___ Data provided ___

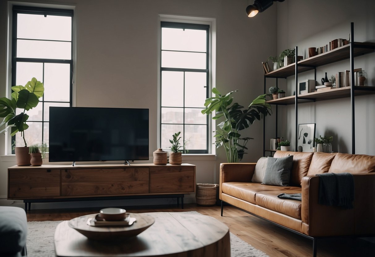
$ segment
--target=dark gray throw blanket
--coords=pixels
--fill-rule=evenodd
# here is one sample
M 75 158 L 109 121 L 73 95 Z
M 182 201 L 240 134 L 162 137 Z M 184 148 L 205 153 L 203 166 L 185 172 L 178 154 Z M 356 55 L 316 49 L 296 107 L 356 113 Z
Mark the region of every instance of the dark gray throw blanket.
M 347 172 L 327 173 L 319 176 L 318 197 L 320 204 L 352 209 L 354 200 L 354 179 Z
M 280 194 L 278 197 L 279 198 L 283 198 L 284 199 L 291 199 L 293 200 L 297 200 L 297 201 L 302 200 L 302 193 L 297 193 L 297 194 L 285 194 L 282 193 Z

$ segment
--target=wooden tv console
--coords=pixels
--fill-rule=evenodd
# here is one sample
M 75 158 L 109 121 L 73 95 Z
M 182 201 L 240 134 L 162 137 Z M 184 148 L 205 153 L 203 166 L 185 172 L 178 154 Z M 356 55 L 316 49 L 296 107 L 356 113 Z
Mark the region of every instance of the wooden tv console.
M 195 192 L 195 166 L 153 164 L 13 166 L 8 196 L 31 203 L 104 199 L 177 197 Z

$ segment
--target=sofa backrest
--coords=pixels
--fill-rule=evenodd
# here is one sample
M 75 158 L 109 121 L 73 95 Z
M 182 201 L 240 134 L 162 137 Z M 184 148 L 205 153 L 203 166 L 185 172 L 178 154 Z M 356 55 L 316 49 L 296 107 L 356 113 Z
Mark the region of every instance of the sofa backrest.
M 327 154 L 325 152 L 314 152 L 309 167 L 308 175 L 316 175 L 328 172 L 331 164 L 337 152 Z
M 353 174 L 375 172 L 375 156 L 338 153 L 332 161 L 328 172 Z
M 275 158 L 293 155 L 293 166 L 290 173 L 290 185 L 300 186 L 302 178 L 307 175 L 311 162 L 312 152 L 277 151 L 273 155 Z

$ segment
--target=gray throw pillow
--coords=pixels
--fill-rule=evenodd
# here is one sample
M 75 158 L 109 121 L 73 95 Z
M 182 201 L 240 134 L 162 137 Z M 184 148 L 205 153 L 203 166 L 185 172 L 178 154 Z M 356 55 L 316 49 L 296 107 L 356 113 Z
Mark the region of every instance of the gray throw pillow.
M 293 155 L 280 158 L 267 157 L 267 167 L 262 184 L 285 187 L 289 185 Z
M 251 182 L 254 183 L 262 183 L 264 177 L 264 173 L 267 167 L 267 157 L 261 157 L 256 162 L 254 175 L 251 179 Z

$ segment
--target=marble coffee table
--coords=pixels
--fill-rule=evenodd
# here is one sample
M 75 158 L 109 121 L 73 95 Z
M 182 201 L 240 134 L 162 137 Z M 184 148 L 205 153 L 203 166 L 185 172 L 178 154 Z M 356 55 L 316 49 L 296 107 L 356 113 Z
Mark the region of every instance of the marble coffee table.
M 95 215 L 81 216 L 80 222 Z M 55 232 L 56 256 L 230 256 L 229 229 L 212 217 L 189 212 L 131 214 L 131 217 L 153 218 L 155 221 L 136 236 L 116 240 L 111 237 L 111 230 L 108 229 L 102 232 L 107 233 L 109 240 L 97 241 L 70 227 L 68 221 L 62 222 Z M 86 226 L 89 227 L 96 227 Z

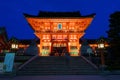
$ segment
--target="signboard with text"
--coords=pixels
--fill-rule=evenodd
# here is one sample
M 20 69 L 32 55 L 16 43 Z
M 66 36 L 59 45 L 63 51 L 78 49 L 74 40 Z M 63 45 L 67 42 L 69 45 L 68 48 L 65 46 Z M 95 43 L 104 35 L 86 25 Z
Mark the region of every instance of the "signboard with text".
M 12 72 L 14 65 L 14 57 L 15 53 L 6 53 L 3 64 L 5 72 Z

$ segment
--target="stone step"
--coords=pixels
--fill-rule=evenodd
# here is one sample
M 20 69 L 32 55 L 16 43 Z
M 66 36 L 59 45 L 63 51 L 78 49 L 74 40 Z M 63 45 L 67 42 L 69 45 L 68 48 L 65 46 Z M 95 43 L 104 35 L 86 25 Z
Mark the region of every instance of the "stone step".
M 56 74 L 95 74 L 95 70 L 81 57 L 71 57 L 66 63 L 65 57 L 37 57 L 22 69 L 18 75 L 56 75 Z

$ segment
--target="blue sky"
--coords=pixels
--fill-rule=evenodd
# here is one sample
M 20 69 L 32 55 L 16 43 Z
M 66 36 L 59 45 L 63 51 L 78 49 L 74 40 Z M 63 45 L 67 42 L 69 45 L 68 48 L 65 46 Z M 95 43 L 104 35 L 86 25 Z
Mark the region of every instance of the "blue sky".
M 34 38 L 23 13 L 37 15 L 40 10 L 80 11 L 83 16 L 96 13 L 84 37 L 107 37 L 109 15 L 120 11 L 120 0 L 0 0 L 0 26 L 6 27 L 9 38 Z

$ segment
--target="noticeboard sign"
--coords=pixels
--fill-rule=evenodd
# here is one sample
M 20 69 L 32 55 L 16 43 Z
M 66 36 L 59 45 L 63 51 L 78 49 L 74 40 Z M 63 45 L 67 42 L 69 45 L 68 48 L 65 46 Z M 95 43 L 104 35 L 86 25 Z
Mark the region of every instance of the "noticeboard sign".
M 3 69 L 5 72 L 12 72 L 14 65 L 14 57 L 15 53 L 6 53 L 3 64 Z

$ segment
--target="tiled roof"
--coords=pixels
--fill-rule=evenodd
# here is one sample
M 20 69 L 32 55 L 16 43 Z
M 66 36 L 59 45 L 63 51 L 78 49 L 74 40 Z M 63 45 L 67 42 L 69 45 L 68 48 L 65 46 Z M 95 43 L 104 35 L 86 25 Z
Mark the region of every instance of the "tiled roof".
M 94 17 L 95 14 L 90 14 L 87 16 L 82 16 L 79 11 L 76 12 L 47 12 L 47 11 L 40 11 L 37 16 L 29 15 L 29 14 L 24 14 L 25 17 L 46 17 L 46 18 L 61 18 L 61 17 L 66 17 L 66 18 L 77 18 L 77 17 Z

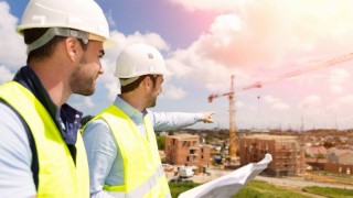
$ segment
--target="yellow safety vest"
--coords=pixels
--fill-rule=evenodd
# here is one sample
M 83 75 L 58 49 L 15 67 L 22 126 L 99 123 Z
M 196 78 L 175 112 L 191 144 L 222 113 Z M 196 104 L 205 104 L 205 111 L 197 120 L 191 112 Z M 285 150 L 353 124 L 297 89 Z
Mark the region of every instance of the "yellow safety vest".
M 171 197 L 150 120 L 143 119 L 146 138 L 116 106 L 108 107 L 94 120 L 97 119 L 104 119 L 109 125 L 124 163 L 124 185 L 105 185 L 104 189 L 118 197 Z
M 33 134 L 40 167 L 36 197 L 88 198 L 89 172 L 81 134 L 75 166 L 53 119 L 31 91 L 10 81 L 0 87 L 0 98 L 20 113 Z

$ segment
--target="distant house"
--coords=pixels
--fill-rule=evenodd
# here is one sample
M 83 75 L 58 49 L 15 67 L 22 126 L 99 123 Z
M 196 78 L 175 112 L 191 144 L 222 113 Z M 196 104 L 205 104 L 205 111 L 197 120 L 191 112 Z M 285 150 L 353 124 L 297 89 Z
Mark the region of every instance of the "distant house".
M 240 165 L 263 160 L 266 153 L 272 162 L 264 170 L 275 177 L 300 176 L 304 173 L 304 150 L 297 136 L 249 135 L 239 140 Z
M 339 164 L 353 165 L 353 152 L 346 151 L 339 156 Z
M 353 151 L 339 150 L 331 147 L 328 150 L 328 161 L 332 164 L 350 164 L 353 165 Z
M 328 163 L 323 169 L 351 175 L 353 170 L 353 151 L 331 147 L 328 150 Z
M 165 138 L 165 162 L 173 165 L 207 166 L 211 147 L 200 144 L 199 135 L 179 134 Z
M 306 148 L 306 154 L 308 157 L 325 158 L 328 150 L 324 146 L 310 146 Z

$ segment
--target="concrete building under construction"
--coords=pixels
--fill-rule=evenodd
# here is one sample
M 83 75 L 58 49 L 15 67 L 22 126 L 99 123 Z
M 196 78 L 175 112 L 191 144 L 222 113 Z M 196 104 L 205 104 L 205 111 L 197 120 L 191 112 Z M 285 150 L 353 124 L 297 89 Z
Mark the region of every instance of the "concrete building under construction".
M 200 144 L 199 135 L 165 136 L 165 163 L 203 167 L 210 163 L 211 148 Z
M 266 153 L 272 155 L 272 162 L 264 173 L 275 176 L 300 176 L 304 173 L 304 148 L 297 136 L 252 135 L 240 138 L 240 165 L 257 163 Z

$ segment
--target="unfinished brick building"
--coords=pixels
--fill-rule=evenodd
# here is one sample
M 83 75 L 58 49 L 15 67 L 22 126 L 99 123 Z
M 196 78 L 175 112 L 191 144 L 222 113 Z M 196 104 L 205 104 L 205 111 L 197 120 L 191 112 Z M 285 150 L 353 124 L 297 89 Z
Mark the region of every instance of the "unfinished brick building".
M 210 163 L 211 148 L 200 144 L 199 135 L 165 136 L 165 162 L 173 165 L 203 167 Z
M 272 155 L 272 162 L 264 173 L 276 176 L 300 176 L 304 173 L 304 148 L 297 136 L 252 135 L 240 139 L 240 165 L 256 163 Z

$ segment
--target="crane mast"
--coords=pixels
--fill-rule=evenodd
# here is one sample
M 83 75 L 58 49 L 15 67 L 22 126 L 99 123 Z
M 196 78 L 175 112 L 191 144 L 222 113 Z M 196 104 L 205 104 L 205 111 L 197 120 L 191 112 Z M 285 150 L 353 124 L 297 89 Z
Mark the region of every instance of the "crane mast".
M 229 157 L 236 157 L 236 125 L 235 125 L 235 92 L 234 92 L 234 75 L 232 75 L 229 91 Z

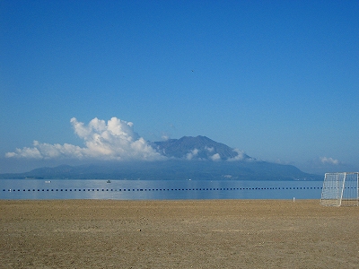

___

# What is needed
Pick out each line in the listing that contains the word "under", treating uppercase and lowercase as different.

# The answer
--target="concrete building under construction"
Mark the region of every instance of the "concrete building under construction".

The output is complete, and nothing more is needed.